_DIRECTION_
Beginning at the line that contains "If you could pin the white snow", reproduce every line to the end of the material without changing any of them.

_RECORD EXTRACTS_
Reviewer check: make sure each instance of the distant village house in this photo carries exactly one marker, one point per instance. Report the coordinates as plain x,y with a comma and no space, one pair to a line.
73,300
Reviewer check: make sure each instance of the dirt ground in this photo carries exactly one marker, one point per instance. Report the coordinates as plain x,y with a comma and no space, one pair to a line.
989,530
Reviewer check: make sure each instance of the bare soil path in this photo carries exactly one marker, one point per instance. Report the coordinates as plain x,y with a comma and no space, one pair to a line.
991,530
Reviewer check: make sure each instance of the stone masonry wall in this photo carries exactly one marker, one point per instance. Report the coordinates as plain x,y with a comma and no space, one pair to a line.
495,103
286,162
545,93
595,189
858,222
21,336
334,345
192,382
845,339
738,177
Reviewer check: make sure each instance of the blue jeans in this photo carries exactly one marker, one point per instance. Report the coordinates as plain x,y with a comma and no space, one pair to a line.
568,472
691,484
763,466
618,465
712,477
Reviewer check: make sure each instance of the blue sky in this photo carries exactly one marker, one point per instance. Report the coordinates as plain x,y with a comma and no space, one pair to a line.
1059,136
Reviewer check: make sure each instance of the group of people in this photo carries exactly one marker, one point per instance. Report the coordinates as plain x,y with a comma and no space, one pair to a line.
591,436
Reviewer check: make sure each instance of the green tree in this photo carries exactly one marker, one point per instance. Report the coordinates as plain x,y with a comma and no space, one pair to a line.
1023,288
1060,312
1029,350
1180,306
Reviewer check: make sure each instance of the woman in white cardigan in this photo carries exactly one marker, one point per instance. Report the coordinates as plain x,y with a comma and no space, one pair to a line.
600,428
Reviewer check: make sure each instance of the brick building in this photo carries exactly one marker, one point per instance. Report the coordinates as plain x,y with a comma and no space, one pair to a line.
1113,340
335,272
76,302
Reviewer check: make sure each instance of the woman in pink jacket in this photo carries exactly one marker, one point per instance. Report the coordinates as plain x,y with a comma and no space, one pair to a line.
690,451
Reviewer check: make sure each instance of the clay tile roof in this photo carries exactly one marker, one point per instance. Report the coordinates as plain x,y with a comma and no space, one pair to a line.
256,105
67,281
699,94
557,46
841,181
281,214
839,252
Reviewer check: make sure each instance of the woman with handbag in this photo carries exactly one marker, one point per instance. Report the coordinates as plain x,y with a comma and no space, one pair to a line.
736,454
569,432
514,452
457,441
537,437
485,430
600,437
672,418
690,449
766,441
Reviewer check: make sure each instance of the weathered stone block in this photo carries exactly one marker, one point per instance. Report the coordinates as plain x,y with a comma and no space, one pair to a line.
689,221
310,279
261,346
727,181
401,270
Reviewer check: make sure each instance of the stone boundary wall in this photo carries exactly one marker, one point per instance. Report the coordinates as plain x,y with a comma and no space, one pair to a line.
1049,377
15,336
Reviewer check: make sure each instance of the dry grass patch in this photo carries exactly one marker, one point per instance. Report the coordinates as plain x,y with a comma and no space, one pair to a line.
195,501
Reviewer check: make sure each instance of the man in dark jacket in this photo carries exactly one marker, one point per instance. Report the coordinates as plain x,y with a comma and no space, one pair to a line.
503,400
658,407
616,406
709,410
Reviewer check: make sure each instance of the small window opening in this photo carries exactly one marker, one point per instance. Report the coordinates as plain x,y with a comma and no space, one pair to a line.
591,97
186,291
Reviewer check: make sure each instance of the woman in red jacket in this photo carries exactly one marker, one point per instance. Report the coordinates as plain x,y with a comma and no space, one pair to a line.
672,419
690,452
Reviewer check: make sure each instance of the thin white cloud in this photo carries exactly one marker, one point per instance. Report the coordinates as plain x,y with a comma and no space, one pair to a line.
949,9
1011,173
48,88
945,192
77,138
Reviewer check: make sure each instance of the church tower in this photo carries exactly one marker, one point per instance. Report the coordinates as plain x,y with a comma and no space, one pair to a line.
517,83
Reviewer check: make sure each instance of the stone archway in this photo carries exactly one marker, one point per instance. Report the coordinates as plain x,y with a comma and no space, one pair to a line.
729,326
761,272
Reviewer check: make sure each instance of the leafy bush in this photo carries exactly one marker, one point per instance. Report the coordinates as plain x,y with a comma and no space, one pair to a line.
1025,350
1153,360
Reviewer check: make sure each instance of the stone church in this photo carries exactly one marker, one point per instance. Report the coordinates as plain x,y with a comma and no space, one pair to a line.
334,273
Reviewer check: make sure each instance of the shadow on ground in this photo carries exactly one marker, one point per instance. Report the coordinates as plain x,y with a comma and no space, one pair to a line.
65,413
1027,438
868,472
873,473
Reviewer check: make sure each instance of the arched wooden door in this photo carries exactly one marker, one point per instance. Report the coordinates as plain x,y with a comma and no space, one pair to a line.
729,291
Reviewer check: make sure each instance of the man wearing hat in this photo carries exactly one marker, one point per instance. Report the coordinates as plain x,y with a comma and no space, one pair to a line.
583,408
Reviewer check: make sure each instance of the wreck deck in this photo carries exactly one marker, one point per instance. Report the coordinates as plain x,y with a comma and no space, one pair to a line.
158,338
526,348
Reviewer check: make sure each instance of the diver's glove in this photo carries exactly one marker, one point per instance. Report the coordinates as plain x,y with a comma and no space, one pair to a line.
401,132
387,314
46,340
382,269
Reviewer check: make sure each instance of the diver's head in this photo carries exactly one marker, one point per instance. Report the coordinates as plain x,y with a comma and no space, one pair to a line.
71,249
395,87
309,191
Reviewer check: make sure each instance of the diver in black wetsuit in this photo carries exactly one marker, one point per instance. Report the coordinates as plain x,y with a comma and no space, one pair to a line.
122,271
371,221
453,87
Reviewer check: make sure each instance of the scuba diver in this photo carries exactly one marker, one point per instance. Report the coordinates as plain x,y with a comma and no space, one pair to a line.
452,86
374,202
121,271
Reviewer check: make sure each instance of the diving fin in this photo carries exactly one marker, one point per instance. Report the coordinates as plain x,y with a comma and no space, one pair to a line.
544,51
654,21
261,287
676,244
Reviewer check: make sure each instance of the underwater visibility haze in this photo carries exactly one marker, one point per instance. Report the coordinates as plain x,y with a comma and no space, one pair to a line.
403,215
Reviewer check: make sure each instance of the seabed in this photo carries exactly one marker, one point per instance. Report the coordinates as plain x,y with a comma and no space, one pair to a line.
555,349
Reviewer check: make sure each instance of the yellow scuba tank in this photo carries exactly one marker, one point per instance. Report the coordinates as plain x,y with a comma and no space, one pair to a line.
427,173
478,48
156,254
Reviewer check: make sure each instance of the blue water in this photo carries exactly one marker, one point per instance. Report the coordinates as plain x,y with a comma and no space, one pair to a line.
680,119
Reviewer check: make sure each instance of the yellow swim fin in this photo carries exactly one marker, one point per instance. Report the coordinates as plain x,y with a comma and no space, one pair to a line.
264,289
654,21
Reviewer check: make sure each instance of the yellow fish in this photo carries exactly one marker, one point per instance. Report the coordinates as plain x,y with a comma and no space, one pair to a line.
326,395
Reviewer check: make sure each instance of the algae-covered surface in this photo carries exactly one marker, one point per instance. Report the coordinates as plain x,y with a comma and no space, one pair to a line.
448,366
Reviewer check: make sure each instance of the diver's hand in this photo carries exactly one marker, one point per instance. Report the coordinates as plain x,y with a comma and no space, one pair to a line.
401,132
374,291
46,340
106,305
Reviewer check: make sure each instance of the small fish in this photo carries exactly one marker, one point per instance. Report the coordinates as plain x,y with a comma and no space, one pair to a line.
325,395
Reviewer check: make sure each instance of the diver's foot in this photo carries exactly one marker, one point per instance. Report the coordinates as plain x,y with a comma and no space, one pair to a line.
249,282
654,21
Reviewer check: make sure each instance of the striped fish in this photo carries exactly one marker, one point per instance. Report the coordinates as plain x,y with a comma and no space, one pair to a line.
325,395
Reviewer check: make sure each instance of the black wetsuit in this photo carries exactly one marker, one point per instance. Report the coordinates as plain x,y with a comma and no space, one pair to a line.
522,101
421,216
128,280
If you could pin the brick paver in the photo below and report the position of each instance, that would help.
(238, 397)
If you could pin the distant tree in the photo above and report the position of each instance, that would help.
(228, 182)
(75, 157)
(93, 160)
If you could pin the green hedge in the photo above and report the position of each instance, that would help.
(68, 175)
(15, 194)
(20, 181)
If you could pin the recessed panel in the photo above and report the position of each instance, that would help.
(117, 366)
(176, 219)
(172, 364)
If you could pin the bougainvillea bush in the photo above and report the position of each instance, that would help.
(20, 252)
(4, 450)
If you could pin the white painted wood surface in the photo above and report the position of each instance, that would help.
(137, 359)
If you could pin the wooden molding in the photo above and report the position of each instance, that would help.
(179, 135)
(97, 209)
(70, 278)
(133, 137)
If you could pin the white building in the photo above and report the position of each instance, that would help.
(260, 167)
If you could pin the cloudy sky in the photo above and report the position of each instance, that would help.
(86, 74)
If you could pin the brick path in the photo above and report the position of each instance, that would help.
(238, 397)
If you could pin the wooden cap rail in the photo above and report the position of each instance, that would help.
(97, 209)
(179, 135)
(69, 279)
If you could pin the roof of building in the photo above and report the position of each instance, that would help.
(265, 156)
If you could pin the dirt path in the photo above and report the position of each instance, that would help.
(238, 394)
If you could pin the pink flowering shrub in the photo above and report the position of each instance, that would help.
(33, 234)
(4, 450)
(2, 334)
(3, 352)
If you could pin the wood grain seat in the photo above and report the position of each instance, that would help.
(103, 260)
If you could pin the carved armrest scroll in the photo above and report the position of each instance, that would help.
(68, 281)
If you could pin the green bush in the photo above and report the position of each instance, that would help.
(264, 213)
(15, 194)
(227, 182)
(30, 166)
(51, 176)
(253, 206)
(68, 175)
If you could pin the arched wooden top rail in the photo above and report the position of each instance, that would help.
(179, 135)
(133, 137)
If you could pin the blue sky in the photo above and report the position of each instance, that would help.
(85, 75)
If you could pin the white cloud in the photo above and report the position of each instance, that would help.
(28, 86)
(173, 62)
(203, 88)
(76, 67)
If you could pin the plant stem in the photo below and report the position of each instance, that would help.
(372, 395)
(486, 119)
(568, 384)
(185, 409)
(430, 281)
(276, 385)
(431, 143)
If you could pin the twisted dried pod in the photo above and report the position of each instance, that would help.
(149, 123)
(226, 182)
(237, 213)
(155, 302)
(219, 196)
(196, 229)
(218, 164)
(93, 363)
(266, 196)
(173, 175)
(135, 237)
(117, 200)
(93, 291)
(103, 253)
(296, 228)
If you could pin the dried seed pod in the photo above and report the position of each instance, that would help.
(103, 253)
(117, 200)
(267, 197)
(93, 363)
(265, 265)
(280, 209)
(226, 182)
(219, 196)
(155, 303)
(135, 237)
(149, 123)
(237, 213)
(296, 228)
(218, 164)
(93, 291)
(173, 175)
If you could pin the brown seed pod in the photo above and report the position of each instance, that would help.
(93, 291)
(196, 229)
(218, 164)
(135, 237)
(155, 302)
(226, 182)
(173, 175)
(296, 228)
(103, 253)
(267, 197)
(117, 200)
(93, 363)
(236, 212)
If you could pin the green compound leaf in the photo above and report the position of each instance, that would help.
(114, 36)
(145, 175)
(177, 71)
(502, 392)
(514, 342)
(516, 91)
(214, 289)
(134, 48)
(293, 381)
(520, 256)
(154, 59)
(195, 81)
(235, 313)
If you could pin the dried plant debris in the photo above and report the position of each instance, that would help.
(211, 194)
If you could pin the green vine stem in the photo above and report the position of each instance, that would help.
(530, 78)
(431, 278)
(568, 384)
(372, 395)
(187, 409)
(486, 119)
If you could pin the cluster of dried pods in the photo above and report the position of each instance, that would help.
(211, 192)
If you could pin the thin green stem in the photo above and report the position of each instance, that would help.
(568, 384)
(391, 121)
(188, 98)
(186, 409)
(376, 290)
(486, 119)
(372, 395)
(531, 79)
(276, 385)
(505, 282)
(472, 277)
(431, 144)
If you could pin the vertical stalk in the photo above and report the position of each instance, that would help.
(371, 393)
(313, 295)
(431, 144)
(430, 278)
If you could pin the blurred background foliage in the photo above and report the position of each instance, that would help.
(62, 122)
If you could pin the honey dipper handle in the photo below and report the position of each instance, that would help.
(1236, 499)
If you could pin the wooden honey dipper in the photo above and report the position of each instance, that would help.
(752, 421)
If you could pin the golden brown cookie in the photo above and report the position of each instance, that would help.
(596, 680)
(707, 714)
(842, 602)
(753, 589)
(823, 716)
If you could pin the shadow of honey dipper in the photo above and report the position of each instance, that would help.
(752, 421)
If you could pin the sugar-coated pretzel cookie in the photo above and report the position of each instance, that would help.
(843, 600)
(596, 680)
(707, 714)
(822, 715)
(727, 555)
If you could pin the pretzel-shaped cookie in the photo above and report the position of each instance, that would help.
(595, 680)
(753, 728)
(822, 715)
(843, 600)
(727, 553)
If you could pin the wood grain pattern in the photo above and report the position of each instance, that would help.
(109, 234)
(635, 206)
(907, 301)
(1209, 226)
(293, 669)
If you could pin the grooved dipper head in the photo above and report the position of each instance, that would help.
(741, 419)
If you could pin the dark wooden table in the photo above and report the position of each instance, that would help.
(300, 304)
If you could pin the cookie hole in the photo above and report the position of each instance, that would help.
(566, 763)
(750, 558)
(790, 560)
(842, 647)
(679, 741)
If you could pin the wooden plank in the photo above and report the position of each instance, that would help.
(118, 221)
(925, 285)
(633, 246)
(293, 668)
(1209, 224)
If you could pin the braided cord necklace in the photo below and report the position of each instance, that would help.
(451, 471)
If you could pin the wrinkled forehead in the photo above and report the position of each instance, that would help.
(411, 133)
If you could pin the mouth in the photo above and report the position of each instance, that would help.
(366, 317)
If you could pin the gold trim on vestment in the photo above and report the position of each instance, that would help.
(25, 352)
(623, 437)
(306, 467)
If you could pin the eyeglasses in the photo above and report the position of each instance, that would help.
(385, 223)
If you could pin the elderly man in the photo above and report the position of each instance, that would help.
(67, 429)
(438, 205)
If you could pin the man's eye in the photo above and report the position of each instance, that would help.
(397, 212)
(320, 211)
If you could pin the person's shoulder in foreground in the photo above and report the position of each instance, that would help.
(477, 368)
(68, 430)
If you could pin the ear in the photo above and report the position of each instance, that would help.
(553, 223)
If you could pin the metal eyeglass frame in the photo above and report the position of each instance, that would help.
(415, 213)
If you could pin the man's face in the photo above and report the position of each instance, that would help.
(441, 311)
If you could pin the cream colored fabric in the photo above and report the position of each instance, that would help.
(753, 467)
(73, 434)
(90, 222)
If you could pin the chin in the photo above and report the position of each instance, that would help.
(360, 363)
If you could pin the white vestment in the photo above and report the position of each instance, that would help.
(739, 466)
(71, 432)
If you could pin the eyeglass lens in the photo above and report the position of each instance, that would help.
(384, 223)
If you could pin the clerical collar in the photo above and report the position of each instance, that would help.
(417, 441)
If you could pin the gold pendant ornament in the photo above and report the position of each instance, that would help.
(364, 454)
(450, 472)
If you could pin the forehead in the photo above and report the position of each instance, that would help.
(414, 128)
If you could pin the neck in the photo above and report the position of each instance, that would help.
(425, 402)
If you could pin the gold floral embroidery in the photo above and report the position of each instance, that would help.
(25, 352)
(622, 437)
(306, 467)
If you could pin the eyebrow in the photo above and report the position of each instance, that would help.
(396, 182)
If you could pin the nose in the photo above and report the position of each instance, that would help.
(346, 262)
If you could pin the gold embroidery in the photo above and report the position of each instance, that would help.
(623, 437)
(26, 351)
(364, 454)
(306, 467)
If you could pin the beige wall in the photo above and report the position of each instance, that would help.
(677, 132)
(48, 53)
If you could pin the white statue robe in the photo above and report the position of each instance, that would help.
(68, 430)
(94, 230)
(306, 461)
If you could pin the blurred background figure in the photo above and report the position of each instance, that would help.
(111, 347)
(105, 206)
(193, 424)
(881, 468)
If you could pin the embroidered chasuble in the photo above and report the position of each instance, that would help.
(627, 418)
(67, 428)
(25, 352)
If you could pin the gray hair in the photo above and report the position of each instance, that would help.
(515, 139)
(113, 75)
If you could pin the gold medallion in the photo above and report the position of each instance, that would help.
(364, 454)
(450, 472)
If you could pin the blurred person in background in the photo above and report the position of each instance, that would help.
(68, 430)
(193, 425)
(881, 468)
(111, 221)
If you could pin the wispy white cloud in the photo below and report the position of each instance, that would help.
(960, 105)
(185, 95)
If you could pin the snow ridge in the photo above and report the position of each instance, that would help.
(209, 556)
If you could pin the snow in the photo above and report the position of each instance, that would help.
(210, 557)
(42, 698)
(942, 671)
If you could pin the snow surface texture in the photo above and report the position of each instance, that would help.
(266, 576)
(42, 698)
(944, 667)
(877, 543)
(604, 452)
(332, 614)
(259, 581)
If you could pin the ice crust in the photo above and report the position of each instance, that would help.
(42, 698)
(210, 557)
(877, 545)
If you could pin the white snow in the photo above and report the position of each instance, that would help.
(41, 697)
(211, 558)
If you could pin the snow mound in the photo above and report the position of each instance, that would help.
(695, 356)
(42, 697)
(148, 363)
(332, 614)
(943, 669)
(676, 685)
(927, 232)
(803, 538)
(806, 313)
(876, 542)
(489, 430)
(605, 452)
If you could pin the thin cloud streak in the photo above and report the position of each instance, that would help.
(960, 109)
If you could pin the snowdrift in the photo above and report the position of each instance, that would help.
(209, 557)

_THE SOLUTION_
If you could pin the white snow in the photo above and report the position of each instance, that would help.
(41, 697)
(211, 558)
If you could pin the snow mound in the photo above and report the position of each instance, that would help.
(695, 356)
(42, 697)
(148, 363)
(332, 614)
(943, 669)
(676, 685)
(927, 232)
(803, 538)
(806, 313)
(876, 542)
(489, 430)
(605, 452)
If you could pin the thin cloud streak in the photo above and report the position of each instance, that would help.
(960, 109)
If you could pin the snowdrift in the photo above and report the position of each instance, that would help.
(209, 557)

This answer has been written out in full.